**Task**
Reproduce everything in the interview below from "I came here" down to "my day job.".

**Extracted text**
◆ ◆ ◆ ◆
Why should the average Wyomingite care about the center’s research?
Well, because the average Wyomingite sure has to care about water. A substantial percentage, something like 25 or 30 percent, of all the water used by the citizens of Wyoming comes from aquifers, groundwater. It’s not just the rivers and reservoirs, it’s groundwater. When the rivers are running low and the reservoirs are a little dry, then the towns tend to pump more water out of the aquifers. If you’re a municipal water manager, you really want to know where the water supply is coming from. You want to know the rates and the pathways by which that critical water supply is replenished so that you can properly manage it. Because, if you use it up too quickly, you could get into trouble.
How did a renowned marine geophysicist like you get involved in a land-based research center?
This is a new direction for me, certainly. The way that this happened was really through education, through teaching undergraduates about geophysics. A few years ago, Erin Campbell-Stone, who runs our summer field camp, asked the geophysicists in the department if we’d take one week of that field camp and do geophysics. We did and what I saw was light bulbs going off . The students loved it! They realized, “Oh my gosh, geophysics isn’t just nerds sitting in front of a computer!” … They really got charged up and I thought to myself, “I need a way to connect with these undergrads.”
That makes sense. But how did an oceanographer end up in a place without an ocean?
I came here because the university hired both me and my wife. We had the classic two-body problem. She had gotten her first tenure track job in South Carolina. I was still in Massachusetts [at Woods Hole Oceanographic Institution]. Wyoming hired both of us, and we’ve been happy here ever since. … When I made that move, I definitely had a question in my mind: “Am I about to shoot myself in the foot, in terms of my career as a marine geophysicist?” But, in fact, it was the opposite. I think I’ve done my best and most significant marine geophysics research here in Wyoming. ... I continue to go out to sea. I’ve had more cruises with my Wyoming affiliation than I did at Woods Hole. So, I haven’t quit my day job.
◆ ◆ ◆ ◆
**Supplied material**
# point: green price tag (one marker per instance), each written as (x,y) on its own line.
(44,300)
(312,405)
◆ ◆ ◆ ◆
**Answer for the task**
I came here because the university hired both me and my wife. We had the classic two-body problem. She had gotten her first tenure track job in South Carolina. I was still in Massachusetts [at Woods Hole Oceanographic Institution]. Wyoming hired both of us, and we’ve been happy here ever since. … When I made that move, I definitely had a question in my mind: “Am I about to shoot myself in the foot, in terms of my career as a marine geophysicist?” But, in fact, it was the opposite. I think I’ve done my best and most significant marine geophysics research here in Wyoming. ... I continue to go out to sea. I’ve had more cruises with my Wyoming affiliation than I did at Woods Hole. So, I haven’t quit my day job.